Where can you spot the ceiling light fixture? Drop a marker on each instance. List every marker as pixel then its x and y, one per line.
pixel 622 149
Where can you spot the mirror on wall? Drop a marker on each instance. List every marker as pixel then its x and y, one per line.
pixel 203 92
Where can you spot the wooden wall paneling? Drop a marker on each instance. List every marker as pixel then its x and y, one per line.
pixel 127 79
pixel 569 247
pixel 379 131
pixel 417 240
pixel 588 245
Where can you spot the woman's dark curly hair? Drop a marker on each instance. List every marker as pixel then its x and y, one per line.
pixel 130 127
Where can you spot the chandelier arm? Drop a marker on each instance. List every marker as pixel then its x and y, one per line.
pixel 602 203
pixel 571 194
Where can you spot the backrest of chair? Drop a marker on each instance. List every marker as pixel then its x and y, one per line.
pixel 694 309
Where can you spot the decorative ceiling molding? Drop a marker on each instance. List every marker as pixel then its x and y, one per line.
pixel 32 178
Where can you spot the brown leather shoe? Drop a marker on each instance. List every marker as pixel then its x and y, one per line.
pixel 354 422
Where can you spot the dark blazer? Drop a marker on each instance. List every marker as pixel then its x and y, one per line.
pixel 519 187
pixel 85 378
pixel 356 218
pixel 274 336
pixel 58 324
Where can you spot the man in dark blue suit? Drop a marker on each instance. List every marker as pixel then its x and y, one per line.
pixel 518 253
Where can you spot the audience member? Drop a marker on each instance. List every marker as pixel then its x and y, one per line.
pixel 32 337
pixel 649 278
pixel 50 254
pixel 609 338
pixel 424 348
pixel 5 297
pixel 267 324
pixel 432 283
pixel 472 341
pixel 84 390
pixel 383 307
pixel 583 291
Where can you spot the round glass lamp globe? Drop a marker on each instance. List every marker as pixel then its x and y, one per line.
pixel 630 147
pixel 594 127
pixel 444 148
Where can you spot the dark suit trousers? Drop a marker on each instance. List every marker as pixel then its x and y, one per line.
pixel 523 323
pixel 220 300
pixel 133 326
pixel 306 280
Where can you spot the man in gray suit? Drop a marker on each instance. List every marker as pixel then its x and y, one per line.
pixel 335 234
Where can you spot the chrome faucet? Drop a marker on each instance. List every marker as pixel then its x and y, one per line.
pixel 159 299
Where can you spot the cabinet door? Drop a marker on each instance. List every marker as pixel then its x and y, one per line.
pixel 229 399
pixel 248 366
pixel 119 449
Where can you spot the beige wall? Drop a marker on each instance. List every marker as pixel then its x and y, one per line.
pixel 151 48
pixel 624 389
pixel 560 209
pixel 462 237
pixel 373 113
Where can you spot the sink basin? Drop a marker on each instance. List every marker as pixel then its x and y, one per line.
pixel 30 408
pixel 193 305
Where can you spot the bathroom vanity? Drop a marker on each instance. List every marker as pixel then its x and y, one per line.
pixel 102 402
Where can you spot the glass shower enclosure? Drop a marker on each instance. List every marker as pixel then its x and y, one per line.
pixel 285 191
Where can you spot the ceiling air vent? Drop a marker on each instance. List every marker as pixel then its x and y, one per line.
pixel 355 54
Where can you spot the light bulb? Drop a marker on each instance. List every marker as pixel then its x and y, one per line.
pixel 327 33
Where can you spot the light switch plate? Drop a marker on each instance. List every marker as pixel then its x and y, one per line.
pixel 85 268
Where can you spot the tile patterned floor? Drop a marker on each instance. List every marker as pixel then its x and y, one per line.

Problem statement
Reproduce the entire listing above verbatim, from its first line through its last.

Finished answer
Where can you spot the ceiling light fixture? Drop a marker on each instance. List every marker as pixel then its x and y, one per line.
pixel 622 149
Where can you spot the mirror on wall? Drop a marker on each instance. List every marker as pixel then its x and y, one per line.
pixel 203 92
Where can you spot the wooden wall paneling? Drop a marker on each instance. List every marker as pixel then its x and y, one per line.
pixel 127 79
pixel 569 247
pixel 379 131
pixel 417 240
pixel 588 245
Where can you spot the woman's dark curly hair? Drop a marker on each instance. List every marker as pixel then its x and y, one per line.
pixel 130 127
Where can you spot the chandelier arm? Drop a marker on each instance. List every marker as pixel then its x and y, one per line.
pixel 602 203
pixel 571 194
Where can you spot the backrest of chair? Drop a marker on each instance. List every marker as pixel then its x and y, one per line.
pixel 694 309
Where can you spot the decorative ceiling molding? Drop a marker on each instance. List every marker as pixel then its x and y, one per line.
pixel 32 178
Where can you spot the brown leather shoe? Drop a marker on each instance. List every marker as pixel then its x and y, one per line.
pixel 354 422
Where can you spot the dark blazer? Drop a marker on each instance. List every marker as pixel then its x and y, one per line.
pixel 519 187
pixel 85 378
pixel 356 218
pixel 274 336
pixel 58 324
Where can you spot the man in dark blue suit? Drop a marker on each instance. List every marker as pixel then its x and y, one per line.
pixel 518 253
Where can you spot the audience member? Drop a marker on each instance. List every marker as pixel then its x and y, one per line.
pixel 32 337
pixel 649 278
pixel 50 254
pixel 609 338
pixel 424 348
pixel 5 297
pixel 267 324
pixel 432 283
pixel 472 341
pixel 84 390
pixel 383 307
pixel 583 291
Where can you spot the round glass lamp globe? Drop a marker on each instance. List every marker as pixel then its x and y, one per line.
pixel 630 147
pixel 594 127
pixel 444 148
Where can you spot the dark suit trousers? Drop a marker on each instance. List every marker as pixel then its x and y, one per line.
pixel 523 323
pixel 220 300
pixel 133 326
pixel 306 280
Where can you spot the man in gray suit? Drop a marker on each instance. List every marker as pixel then its x and y, one per line.
pixel 335 234
Where can you spot the chrome faucet? Drop a marker on each instance. List every marker as pixel then its x and y, one per line.
pixel 159 299
Where can you spot the cabinet door? Drop a marker on each instance. List every marker as pixel then its x and y, one per line.
pixel 229 399
pixel 248 366
pixel 119 449
Where can you spot the beige wall? Drop a marker on each instance. List every marker as pixel then its x and y, one per line.
pixel 151 48
pixel 624 389
pixel 560 209
pixel 462 237
pixel 373 113
Where can you spot the sink basin? Drop a marker on each instance. List every marker as pixel then its x and y, one per line.
pixel 30 408
pixel 193 305
Where can you spot the bathroom vanity? Drop a marker on each instance. List every marker as pixel then its x and y, one per line.
pixel 102 402
Where can you spot the glass shower enclosure? Drop a marker on each instance. List every marker as pixel then its x and y, one per line.
pixel 285 191
Where can you spot the ceiling air vent? Drop a marker on each instance. List every marker as pixel then its x and y, one per line.
pixel 355 54
Where can you spot the light bulb? Drop a marker on each instance. List every marker as pixel then its x and y, one per line.
pixel 327 33
Where can you spot the light switch plate? Drop a marker on each instance. List every marker as pixel then its x and y, one per line.
pixel 85 268
Where can you spot the tile patterned floor? Drop a marker on each instance. List every marker as pixel then its x and y, one per line.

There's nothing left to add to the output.